* **SELECTED EXTRACT**:

[Start of Attachment]

My Nanny

Nanny was my maternal grandmother, Ethel Blevins Privett, born in 1867, daughter of Dr. John Faulkner Blevins of Selma, Alabama, born 1838, 18th graduate of Tulane Medical School in 1858, Captain and Assistant Surgeon in Law’s 44th Alabama, present at the Sunken Road at the Battle of Antietam and a half dozen major Virginia battles of the Civil War,  and afterward assigned to hospital duty to care for the wounded in Richmond, and after that war, a practicing physician in Selma until his death there in 1901.

When I was a small child Nanny was my most beloved companion, entertainer, teacher and storyteller. She had been widowed penniless in 1913 with four dependent children (my mother, Mary Anita Privett, was thirteen) by the death from tuberculosis of her husband, Len Privett, Passenger Station Agent at Calera, Alabama for the Southern Railway. Nanny then, with two maiden sisters, moved to Birmingham, rented a large house and opened a boarding house for schoolteachers, among the few ways women of her day could make a respectable living for a family.

[End of Attachment]

* **PROBLEM SET**:
A - According to the memoir about Nanny, what caused the death of her husband, Len Privett?
B - List every role that the memoir about Nanny says she filled for the narrator as a small child.
C - Write the next part of the memoir about Nanny, picking up after its final sentence.

* **Dataset entries**:

[Start of Attachment]

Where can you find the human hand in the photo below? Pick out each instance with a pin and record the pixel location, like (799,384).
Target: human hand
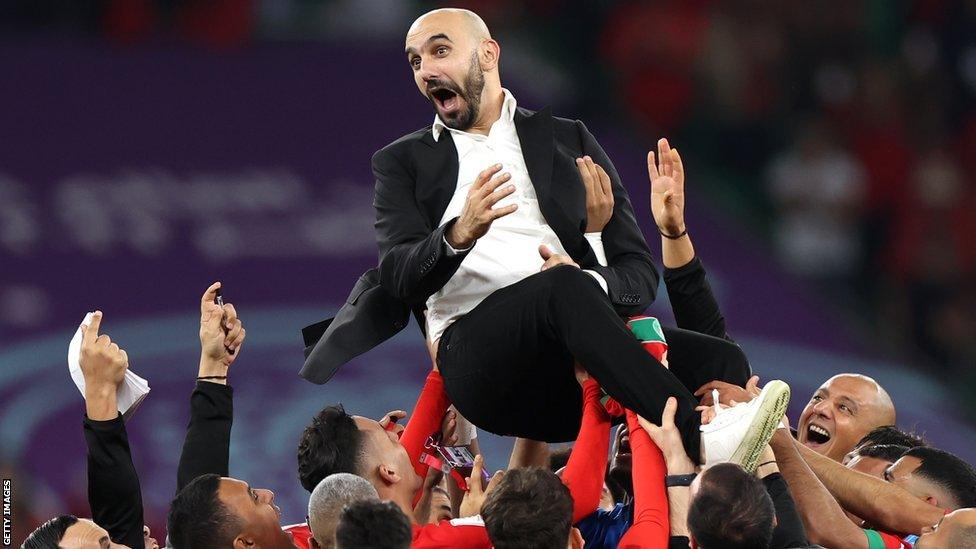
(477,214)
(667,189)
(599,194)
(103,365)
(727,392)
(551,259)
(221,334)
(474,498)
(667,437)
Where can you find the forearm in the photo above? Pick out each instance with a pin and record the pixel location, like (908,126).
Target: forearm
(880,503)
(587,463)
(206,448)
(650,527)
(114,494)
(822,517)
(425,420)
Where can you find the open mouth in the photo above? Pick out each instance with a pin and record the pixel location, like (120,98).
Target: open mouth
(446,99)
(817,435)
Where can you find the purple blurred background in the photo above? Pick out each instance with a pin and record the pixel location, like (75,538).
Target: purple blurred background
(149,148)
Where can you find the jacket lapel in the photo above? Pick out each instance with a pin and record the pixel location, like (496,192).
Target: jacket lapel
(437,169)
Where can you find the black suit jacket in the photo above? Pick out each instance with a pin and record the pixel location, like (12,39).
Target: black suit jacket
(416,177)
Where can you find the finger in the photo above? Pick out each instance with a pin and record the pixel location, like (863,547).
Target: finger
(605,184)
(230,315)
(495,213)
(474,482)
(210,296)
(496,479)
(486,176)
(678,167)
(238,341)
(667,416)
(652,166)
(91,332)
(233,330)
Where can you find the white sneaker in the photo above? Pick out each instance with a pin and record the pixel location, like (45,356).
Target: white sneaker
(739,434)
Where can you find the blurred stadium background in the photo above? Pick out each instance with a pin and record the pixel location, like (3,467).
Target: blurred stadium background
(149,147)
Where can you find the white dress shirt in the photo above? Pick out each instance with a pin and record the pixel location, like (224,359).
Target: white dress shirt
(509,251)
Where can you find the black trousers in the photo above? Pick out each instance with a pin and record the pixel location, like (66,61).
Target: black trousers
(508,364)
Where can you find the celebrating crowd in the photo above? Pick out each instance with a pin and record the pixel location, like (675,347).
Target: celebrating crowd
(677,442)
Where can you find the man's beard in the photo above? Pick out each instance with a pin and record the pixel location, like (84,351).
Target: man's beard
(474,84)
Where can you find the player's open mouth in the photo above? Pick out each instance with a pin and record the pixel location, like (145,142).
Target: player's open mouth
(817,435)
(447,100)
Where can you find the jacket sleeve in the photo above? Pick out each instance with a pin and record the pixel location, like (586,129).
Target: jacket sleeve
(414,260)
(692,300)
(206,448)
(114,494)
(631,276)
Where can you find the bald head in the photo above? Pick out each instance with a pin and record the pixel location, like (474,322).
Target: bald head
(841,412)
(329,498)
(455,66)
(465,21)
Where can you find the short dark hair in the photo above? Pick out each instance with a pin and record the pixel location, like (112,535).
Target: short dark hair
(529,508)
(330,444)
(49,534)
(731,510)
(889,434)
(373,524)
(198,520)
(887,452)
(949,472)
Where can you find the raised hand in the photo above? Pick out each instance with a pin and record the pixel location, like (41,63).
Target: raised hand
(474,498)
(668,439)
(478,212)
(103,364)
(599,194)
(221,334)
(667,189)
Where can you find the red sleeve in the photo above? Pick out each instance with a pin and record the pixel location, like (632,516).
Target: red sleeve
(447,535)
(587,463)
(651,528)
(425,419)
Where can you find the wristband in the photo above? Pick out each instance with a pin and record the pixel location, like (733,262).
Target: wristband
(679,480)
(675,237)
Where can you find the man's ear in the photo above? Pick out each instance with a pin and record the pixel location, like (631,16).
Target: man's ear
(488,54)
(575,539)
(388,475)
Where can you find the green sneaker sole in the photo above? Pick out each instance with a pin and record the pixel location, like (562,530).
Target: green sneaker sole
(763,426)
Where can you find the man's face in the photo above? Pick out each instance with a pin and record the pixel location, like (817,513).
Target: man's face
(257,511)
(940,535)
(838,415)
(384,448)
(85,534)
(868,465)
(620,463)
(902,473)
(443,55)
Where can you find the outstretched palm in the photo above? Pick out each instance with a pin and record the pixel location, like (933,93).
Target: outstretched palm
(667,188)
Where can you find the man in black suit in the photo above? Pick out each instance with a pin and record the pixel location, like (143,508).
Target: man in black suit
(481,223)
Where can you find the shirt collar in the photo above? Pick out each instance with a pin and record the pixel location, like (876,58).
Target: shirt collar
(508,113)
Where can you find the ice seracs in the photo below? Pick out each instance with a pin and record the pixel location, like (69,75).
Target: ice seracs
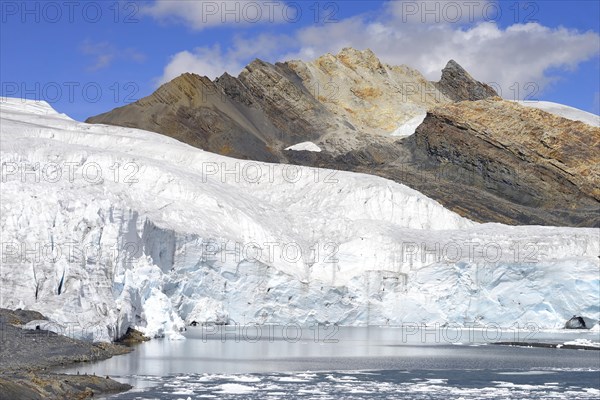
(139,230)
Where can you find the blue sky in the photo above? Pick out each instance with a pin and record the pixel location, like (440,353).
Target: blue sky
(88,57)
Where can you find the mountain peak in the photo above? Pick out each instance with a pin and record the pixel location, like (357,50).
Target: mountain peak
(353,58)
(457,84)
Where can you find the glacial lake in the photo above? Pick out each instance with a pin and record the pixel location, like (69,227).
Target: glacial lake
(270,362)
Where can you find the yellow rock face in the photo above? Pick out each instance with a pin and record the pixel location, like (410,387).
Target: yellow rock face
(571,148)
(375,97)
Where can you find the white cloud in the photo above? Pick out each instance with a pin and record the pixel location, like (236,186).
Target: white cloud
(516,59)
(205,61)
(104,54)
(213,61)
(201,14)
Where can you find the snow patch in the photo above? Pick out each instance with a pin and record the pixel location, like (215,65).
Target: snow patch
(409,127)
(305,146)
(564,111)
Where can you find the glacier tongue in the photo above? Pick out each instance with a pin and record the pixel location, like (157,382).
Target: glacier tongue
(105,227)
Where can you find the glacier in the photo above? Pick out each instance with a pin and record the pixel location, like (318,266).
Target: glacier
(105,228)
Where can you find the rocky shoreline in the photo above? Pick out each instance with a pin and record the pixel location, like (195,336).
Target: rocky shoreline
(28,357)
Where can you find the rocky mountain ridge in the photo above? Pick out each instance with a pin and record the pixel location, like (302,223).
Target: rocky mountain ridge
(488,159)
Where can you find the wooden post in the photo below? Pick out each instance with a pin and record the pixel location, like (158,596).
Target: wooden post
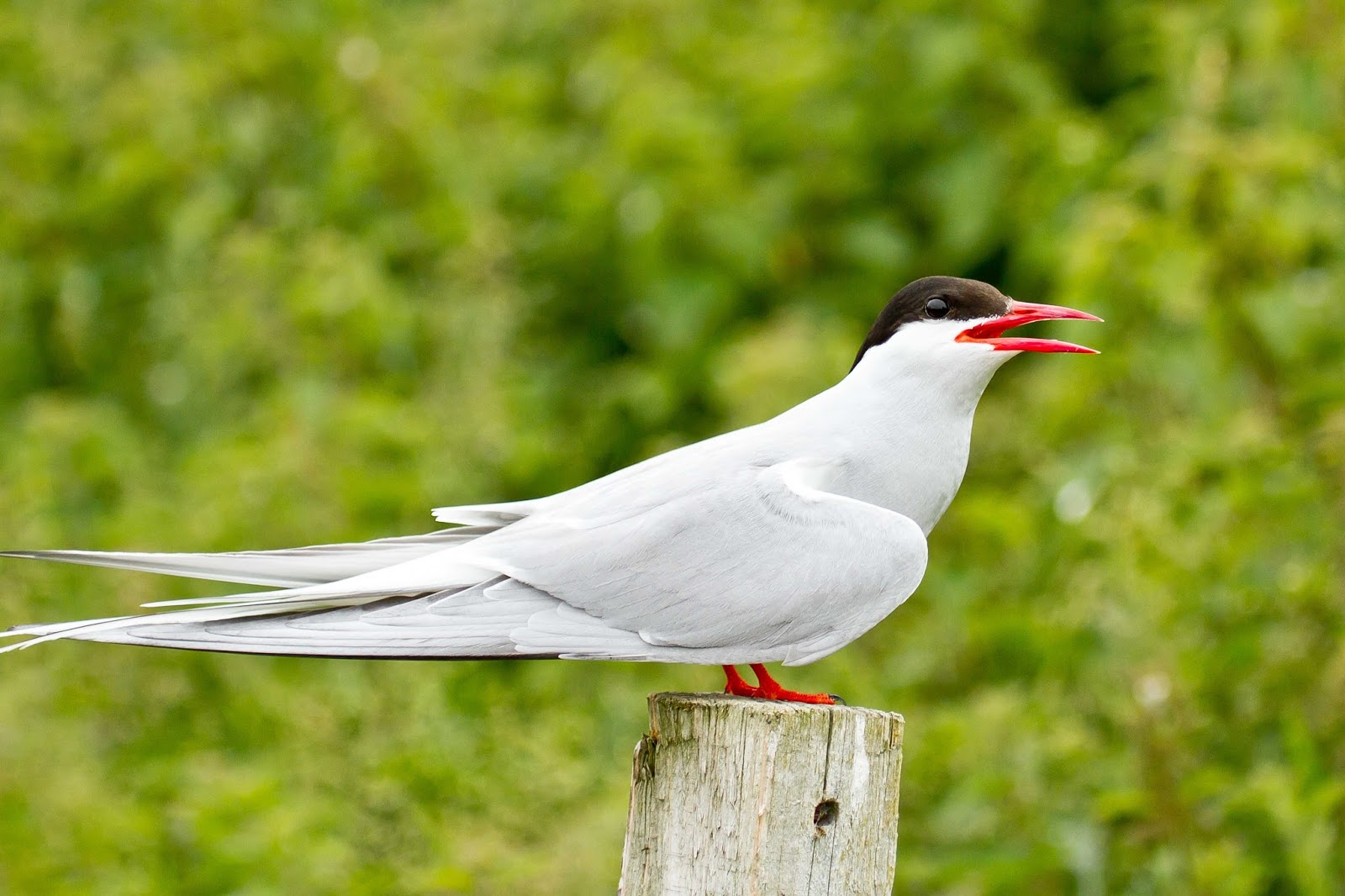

[End of Attachment]

* **YOUR WRITTEN ANSWERS**:
A - Tuberculosis.

B - Companion, entertainer, teacher, storyteller

C -
My father, born in 1897, moved from mountain Southwest Virginia to Birmingham to sell life insurance in 1924 and rented a room in a boarding house in the same neighborhood, run by a friend of Nanny, and through that connection met my mother, then teaching math and music in a primary school. They married in 1925 and moved to Bradenton, Florida where they were enjoying the first Florida Land Boom, when it proved a Bubble, burst by the Great Miami Hurricane of 1926 which killed nearly 300 people and did $160 Billion damage (in today’s dollars). That Bust sent my parents limping jobless back to the Virginia mountains, with their first child, Mary Ann, born February 5, 1929, just in time for the October Stock Market Crash and the ensuing Great Depression. 

Her children grown and gone from her home, Nanny soon became homeless and remained so the rest of her life. Like many widows of her generation, she lived with her children, splitting each year among them (son John, a home builder in Birmingham, daughter Len in Chicago where her husband served as president of Underwriters Labratories, and my mother Mary in Christiansburg where my father served as Clerk of Circuit Court 1931-1936 and after reading law and passing the Bar in 1934 practiced law until his death of injuries in a car crash in 1954 when I was 15 and a high school junior.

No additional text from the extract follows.